Supplied material:

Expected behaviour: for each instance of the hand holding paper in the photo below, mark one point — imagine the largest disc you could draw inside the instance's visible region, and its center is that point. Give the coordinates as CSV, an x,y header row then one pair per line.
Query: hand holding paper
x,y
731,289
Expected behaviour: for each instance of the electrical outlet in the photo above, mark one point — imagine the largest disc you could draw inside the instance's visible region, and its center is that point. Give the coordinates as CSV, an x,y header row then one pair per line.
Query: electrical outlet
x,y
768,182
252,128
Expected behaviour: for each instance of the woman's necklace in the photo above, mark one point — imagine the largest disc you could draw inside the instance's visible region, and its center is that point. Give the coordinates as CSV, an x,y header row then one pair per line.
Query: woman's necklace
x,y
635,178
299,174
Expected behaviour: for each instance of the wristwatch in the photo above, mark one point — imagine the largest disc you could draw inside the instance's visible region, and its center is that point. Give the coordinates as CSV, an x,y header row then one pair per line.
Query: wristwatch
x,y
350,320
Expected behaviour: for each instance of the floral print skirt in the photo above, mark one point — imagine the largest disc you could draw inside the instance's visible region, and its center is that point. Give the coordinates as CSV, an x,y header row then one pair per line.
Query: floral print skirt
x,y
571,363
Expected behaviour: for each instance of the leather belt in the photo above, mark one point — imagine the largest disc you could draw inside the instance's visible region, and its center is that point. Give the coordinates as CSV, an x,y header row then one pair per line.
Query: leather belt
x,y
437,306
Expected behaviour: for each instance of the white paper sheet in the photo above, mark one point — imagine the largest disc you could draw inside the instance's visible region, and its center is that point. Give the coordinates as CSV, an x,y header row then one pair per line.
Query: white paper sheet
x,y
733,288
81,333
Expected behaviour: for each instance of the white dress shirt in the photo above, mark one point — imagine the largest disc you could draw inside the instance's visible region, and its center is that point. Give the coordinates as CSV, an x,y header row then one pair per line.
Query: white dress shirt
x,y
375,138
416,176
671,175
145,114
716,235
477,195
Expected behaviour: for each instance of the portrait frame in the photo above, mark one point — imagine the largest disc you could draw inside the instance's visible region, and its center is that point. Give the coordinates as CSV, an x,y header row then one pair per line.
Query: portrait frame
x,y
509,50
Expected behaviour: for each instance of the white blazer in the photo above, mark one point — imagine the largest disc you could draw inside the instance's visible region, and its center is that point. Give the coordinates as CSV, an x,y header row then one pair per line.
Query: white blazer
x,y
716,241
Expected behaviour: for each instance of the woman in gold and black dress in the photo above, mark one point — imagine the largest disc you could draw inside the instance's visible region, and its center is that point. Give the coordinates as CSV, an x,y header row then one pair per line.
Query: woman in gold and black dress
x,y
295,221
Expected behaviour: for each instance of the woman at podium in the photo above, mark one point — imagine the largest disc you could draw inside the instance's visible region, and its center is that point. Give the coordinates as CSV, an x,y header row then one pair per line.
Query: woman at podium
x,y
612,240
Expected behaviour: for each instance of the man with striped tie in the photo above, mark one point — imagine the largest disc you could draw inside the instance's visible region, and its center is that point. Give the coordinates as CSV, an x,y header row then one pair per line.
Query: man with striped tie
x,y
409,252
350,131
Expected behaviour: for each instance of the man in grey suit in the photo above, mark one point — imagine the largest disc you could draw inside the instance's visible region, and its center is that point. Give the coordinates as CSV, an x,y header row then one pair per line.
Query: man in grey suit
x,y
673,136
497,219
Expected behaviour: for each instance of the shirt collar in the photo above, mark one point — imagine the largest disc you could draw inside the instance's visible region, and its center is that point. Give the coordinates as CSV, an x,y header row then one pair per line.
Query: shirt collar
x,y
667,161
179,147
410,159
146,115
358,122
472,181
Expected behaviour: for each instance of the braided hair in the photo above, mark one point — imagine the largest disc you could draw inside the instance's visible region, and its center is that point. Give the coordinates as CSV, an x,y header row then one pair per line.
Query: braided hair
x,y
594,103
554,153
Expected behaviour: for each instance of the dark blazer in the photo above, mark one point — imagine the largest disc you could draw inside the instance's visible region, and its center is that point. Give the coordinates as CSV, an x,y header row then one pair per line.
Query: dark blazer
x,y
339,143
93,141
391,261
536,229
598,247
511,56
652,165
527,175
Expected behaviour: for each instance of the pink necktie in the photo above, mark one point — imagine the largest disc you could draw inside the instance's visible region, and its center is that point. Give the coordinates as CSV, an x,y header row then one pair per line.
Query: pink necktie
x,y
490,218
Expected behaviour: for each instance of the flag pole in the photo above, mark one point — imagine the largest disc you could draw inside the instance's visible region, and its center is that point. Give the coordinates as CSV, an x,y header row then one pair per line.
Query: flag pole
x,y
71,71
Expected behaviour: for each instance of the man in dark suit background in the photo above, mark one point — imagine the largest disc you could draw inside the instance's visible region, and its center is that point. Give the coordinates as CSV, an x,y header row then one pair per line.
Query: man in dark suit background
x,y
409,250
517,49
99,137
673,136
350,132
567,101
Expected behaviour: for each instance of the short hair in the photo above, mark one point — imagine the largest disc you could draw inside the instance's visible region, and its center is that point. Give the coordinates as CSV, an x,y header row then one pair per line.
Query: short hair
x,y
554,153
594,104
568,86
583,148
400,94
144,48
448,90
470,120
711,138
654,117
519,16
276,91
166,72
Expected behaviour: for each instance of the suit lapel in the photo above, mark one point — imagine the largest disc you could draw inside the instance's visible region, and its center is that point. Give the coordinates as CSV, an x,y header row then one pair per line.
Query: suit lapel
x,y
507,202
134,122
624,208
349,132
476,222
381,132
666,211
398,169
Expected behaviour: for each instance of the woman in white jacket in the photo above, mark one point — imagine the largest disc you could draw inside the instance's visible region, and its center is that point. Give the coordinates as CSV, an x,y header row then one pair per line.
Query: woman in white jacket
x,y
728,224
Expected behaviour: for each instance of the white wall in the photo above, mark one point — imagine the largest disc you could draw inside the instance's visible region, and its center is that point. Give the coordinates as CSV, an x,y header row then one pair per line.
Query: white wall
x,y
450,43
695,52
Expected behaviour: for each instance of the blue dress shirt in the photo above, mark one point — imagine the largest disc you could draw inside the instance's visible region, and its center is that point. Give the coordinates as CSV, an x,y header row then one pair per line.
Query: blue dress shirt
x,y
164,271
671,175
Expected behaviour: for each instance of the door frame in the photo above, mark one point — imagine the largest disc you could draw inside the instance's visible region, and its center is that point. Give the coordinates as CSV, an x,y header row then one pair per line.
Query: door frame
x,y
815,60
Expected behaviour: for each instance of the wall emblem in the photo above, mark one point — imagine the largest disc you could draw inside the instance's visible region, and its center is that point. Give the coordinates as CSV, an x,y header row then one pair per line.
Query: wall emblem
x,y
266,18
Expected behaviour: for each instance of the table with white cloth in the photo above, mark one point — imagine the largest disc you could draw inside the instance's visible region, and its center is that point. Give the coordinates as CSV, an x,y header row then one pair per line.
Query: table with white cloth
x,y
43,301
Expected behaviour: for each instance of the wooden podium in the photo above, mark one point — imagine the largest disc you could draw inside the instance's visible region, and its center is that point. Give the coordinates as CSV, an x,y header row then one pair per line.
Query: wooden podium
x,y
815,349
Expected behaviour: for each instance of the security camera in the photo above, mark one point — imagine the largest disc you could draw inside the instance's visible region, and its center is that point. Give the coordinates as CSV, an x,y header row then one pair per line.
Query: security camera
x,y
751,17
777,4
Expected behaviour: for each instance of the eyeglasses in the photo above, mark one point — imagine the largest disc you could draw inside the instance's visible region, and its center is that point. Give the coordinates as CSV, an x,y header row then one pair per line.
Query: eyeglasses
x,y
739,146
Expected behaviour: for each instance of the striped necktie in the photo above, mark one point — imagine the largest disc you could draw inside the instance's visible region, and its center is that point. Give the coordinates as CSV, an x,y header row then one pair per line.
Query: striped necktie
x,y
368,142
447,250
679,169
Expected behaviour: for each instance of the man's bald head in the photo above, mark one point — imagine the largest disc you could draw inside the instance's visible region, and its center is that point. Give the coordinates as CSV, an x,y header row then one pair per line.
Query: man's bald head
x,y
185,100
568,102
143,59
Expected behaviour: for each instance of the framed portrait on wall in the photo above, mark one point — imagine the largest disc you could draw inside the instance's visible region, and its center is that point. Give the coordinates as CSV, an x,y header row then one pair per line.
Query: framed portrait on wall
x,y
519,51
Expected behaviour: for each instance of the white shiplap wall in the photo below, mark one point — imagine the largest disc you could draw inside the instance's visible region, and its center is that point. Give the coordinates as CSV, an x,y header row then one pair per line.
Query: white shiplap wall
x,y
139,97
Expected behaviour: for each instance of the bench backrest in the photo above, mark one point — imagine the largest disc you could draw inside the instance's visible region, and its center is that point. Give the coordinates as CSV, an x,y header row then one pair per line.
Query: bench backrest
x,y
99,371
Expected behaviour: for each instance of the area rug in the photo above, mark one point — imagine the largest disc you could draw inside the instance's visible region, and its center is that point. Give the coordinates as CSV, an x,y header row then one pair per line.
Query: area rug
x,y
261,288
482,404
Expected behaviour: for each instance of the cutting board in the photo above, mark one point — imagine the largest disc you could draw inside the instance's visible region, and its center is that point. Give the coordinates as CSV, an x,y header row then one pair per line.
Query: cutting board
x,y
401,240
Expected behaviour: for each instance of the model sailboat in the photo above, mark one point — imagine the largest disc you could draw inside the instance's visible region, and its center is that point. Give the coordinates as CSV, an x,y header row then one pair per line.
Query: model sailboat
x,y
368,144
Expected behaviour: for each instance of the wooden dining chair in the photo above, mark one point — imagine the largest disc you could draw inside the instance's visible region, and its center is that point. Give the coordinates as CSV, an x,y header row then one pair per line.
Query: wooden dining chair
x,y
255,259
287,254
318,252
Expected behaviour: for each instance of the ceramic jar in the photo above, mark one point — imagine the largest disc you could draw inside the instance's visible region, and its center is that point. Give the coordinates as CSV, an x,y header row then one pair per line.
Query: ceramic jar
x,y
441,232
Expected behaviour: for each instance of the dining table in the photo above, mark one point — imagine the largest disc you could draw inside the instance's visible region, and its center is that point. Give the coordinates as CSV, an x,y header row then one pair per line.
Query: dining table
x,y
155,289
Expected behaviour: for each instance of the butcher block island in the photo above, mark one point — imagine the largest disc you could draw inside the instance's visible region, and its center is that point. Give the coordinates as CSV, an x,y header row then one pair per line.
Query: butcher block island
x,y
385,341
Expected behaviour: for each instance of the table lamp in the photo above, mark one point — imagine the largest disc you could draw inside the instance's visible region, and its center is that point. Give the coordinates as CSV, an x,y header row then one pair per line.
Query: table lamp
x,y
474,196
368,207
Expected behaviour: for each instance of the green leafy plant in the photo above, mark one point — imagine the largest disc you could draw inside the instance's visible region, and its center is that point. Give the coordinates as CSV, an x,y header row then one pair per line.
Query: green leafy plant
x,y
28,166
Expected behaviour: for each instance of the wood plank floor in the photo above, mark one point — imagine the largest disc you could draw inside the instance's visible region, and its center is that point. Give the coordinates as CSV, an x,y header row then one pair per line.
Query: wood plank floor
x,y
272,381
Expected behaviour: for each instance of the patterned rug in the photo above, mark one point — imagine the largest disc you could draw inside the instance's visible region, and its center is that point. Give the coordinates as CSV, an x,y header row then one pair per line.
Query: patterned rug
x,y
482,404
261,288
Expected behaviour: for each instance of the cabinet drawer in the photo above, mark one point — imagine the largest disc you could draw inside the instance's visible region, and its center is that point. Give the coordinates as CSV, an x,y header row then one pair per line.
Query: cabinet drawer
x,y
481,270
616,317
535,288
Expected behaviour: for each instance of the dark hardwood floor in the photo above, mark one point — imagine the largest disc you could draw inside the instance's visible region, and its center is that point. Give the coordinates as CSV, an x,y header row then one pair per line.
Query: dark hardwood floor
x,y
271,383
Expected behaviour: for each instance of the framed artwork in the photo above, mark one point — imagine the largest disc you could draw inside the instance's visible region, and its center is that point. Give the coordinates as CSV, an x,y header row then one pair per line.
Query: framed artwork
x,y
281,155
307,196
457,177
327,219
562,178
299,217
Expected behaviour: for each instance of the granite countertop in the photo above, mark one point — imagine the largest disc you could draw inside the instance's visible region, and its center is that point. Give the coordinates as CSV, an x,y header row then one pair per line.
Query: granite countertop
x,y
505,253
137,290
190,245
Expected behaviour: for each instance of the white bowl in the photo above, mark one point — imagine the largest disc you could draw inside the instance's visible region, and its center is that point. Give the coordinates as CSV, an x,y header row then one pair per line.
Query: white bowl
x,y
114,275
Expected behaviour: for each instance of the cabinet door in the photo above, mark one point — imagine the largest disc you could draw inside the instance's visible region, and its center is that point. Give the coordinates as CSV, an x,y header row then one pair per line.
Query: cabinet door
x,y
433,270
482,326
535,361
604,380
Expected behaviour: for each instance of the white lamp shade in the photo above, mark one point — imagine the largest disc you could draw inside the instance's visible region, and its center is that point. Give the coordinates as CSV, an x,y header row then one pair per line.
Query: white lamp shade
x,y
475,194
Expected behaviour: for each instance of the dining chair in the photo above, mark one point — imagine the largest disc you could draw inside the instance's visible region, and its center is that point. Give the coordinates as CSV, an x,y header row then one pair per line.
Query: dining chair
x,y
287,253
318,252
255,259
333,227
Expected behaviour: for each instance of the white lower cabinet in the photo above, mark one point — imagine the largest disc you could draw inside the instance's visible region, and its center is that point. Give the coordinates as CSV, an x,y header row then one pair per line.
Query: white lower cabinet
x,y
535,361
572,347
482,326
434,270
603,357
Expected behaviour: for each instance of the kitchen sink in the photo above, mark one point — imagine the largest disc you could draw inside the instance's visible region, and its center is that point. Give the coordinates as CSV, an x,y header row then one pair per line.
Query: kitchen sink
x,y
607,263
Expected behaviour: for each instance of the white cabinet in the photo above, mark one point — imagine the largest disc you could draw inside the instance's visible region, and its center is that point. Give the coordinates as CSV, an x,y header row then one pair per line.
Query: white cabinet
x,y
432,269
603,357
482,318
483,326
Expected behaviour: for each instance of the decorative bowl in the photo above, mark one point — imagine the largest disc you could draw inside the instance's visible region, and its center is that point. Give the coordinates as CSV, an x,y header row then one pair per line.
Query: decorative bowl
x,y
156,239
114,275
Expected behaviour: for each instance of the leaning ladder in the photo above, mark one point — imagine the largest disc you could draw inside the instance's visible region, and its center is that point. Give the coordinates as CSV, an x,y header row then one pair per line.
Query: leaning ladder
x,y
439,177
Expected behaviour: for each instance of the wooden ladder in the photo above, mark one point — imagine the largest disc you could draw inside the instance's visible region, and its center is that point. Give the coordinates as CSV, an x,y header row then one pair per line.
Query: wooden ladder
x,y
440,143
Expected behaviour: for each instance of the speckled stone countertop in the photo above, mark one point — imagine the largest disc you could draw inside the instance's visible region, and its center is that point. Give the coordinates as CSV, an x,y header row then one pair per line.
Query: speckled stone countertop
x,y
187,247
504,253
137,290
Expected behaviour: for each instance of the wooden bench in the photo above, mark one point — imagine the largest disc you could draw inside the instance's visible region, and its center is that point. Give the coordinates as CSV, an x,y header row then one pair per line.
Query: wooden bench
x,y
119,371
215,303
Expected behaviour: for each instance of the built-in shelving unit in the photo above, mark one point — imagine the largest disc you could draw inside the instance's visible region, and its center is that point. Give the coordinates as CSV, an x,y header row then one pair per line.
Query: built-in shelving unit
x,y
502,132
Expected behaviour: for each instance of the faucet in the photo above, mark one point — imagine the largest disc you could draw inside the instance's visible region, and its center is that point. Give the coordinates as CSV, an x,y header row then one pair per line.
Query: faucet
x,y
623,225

Task objective: Taking the entries above, restate exactly those lines that fall between the line with "Expected behaviour: for each instance of the man's" and the line with "Expected behaviour: for each instance of the model", keeping both of those lines too.

Task answer:
Expected behaviour: for each instance of the man's bald head in the photo above, mark one point — imagine the largest disc you could draw inside the instance's visible region, and its center is that point. Give the coordinates as CSV, an x,y header row then one pair per line.
Query: man's bald head
x,y
185,100
568,102
143,59
Expected behaviour: for each instance of the framed portrait on wall in the photo above, mark one point — imagine the largest disc you could draw inside the instance's visible region, and its center is that point. Give the coordinates as CSV, an x,y header row then one pair per line.
Query: framed portrait on wall
x,y
519,51
Expected behaviour: for each instance of the white shiplap wall in the photo below, mark one point — imagine the largest disc you could draw inside the instance's visible region, and its center is that point. Give the coordinates as CSV, an x,y header row then one pair per line.
Query: white shiplap wall
x,y
139,97
Expected behaviour: for each instance of the bench backrest in the photo above, mark one point — imagine the largest disc you could draw inside the instance's visible region, and its center is that point. Give the coordinates as CSV, an x,y header row then one pair per line.
Query: bench backrest
x,y
99,371
Expected behaviour: for each instance of the area rug in the photo above, mark one point — imagine the largest disc you could draw inside the instance's visible region, and its center is that point. Give the coordinates as CSV, an x,y header row then one pair per line.
Query: area rug
x,y
261,288
482,404
Expected behaviour: for each instance of the cutting board in the photo above, mark one point — imagine the largest disc you could draw inside the instance's visible region, and its center is that point. Give the coordinates as CSV, an x,y header row then one pair per line.
Query: cutting board
x,y
401,240
Expected behaviour: for each instance of the model sailboat in the photo above, mark one point — imagine the largest disc you could draw inside the instance's visible region, and its center is that point. Give the coordinates as CSV, an x,y header row then one pair per line.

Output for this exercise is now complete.